## TASKS FOR THIS EXERCISE
• 1. Copy the snake boot thread between "## Jake Allen" and "get another pair.", inclusive, replacing "mink oil" with "neatsfoot oil".
• 2. In the snake boot thread, since what year has Jake Allen owned his current pair of Danner Pronghorn Snake Boots?

## SELECTED PASSAGE
——

I wear my snake boots year round. I don't wade creeks much and they're pretty warm when they need to be. I advise against lace up boots. It's too easy to decide they are too much trouble and wear something else. I have lacrosse pull on boots.


----------



## GLS (Nov 2, 2016)

mudcreek said:


> I wear my snake boots year round. I don't wade creeks much and they're pretty warm when they need to be. I advise against lace up boots. It's too easy to decide they are too much trouble and wear something else. I have lacrosse pull on boots.


Many of the current lace-up snake boots also have a side zipper for convenience. Gil


----------



## Jake Allen (Nov 2, 2016)

I like my Danner Pronghorn Snake Boots.

I have had my current pair since 2009 and have put A LOT of miles on them.
They are still very comfortable, waterproof, not too hot and the biggest thing, they are Quiet in the woods.
I keep the leather parts coated with mink oil.

When this pair gives up the good fight, I will likely shed a tear or two, then pony up and get another pair.


----------



## 7Mag Hunter (Nov 2, 2016)

Redhead...got 5 yrs on mine and still good...stiff when new
but break in quick and comfy for long walks, with tall boot
socks...


----------



## kingfish (Nov 2, 2016)

I like Rocky lace ups.  Once they are broke in, they are as comfortable as it gets.  Mine last an average of 5-6 years and I put a lot of miles on them.  Heard good things about the Danner brand also.


----------



## Dennis (Nov 2, 2016)

——

## EXTRACTED ENTRIES
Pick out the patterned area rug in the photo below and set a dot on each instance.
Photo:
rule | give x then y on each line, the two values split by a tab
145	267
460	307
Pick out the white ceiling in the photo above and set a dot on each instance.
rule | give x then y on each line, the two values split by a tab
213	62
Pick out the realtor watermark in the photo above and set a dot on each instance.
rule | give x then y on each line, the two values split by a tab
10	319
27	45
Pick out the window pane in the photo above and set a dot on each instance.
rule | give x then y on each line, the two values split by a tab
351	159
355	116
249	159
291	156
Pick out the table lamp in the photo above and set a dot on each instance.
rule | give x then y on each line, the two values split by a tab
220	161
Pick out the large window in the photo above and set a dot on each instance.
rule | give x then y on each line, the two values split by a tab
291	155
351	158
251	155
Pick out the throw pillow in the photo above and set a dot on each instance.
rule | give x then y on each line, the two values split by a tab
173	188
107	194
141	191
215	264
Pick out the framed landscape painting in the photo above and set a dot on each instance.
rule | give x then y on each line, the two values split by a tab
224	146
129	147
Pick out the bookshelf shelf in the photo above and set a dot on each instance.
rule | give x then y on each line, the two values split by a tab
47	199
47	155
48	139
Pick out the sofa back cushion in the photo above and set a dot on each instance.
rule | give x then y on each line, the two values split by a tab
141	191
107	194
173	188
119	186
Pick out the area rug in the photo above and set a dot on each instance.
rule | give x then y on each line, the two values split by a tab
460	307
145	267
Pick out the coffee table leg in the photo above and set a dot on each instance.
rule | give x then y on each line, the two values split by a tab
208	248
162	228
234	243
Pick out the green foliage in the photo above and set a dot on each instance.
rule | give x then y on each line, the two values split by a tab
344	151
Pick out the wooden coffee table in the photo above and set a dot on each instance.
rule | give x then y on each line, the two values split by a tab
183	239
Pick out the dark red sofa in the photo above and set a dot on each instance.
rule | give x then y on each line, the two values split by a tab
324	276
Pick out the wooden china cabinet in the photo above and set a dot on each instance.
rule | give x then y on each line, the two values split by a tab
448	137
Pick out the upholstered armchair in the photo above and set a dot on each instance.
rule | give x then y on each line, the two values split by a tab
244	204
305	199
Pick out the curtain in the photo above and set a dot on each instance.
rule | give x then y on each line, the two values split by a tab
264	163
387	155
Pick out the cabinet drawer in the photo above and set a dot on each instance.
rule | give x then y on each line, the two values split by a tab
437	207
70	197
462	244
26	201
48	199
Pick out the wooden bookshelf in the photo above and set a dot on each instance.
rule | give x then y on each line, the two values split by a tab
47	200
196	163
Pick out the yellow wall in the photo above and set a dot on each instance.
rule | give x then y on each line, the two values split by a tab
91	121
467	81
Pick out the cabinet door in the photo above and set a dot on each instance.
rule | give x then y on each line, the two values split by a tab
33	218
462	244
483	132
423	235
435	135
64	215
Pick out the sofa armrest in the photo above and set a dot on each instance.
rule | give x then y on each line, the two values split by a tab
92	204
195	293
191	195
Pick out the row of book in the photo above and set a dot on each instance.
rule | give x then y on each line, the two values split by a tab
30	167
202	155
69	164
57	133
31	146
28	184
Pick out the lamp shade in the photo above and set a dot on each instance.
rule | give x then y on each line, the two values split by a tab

——

## ANSWER LIST
• 1.
## Jake Allen (Nov 2, 2016)

I like my Danner Pronghorn Snake Boots.

I have had my current pair since 2009 and have put A LOT of miles on them.
They are still very comfortable, waterproof, not too hot and the biggest thing, they are Quiet in the woods.
I keep the leather parts coated with neatsfoot oil.

When this pair gives up the good fight, I will likely shed a tear or two, then pony up and get another pair.

• 2. Since 2009.